→ **Source material**:
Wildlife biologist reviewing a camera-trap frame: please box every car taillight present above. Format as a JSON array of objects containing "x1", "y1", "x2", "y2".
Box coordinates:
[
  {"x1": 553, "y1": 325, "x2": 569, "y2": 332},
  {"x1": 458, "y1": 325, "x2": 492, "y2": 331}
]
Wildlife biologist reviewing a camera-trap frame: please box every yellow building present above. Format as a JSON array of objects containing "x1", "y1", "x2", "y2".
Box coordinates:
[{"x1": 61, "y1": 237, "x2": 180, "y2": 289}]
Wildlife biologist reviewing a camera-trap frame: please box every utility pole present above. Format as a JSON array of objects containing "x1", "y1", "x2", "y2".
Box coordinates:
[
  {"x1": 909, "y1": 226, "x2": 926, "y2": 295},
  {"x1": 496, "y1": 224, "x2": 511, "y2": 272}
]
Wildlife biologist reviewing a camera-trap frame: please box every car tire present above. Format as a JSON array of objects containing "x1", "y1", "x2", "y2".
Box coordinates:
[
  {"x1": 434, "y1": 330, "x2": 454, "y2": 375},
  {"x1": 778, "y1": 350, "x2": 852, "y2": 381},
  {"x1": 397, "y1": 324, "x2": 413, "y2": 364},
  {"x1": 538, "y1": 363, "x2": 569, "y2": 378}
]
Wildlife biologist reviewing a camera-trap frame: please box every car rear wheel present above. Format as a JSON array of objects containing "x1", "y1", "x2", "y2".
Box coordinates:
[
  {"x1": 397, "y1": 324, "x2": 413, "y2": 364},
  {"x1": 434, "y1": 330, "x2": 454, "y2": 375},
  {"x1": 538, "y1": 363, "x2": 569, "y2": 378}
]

→ **Goal of the exercise**:
Give back every entry exactly.

→ **Response area**:
Wildlife biologist reviewing a camera-trap frame: please box every car taillight present above. Format as a JSON array of objects containing "x1", "y1", "x2", "y2".
Box coordinates:
[
  {"x1": 553, "y1": 325, "x2": 569, "y2": 332},
  {"x1": 458, "y1": 325, "x2": 492, "y2": 331}
]
Wildlife biologist reviewing a camera-trap frame: please box every yellow building present above. Format as a JSON array of objects containing "x1", "y1", "x2", "y2".
Box coordinates:
[{"x1": 61, "y1": 237, "x2": 180, "y2": 289}]
Wildlife biologist reviewing a camera-trap frame: please box every utility pole present above. Format as a JSON array of objects containing "x1", "y1", "x2", "y2".
Box coordinates:
[
  {"x1": 909, "y1": 226, "x2": 926, "y2": 295},
  {"x1": 496, "y1": 224, "x2": 511, "y2": 272}
]
Wildlife biologist reviewing a camera-trap frame: please box every car tire present above. Format as a JSON array of objects containing "x1", "y1", "x2", "y2".
Box coordinates:
[
  {"x1": 434, "y1": 330, "x2": 454, "y2": 375},
  {"x1": 778, "y1": 350, "x2": 852, "y2": 381},
  {"x1": 397, "y1": 324, "x2": 413, "y2": 364},
  {"x1": 538, "y1": 363, "x2": 569, "y2": 378}
]
Wildlife biologist reviewing a camera-trap frame: please box every car rear wheel present above. Format as a JSON array of objects containing "x1", "y1", "x2", "y2".
Box coordinates:
[
  {"x1": 397, "y1": 324, "x2": 413, "y2": 364},
  {"x1": 434, "y1": 330, "x2": 454, "y2": 375},
  {"x1": 538, "y1": 363, "x2": 569, "y2": 378}
]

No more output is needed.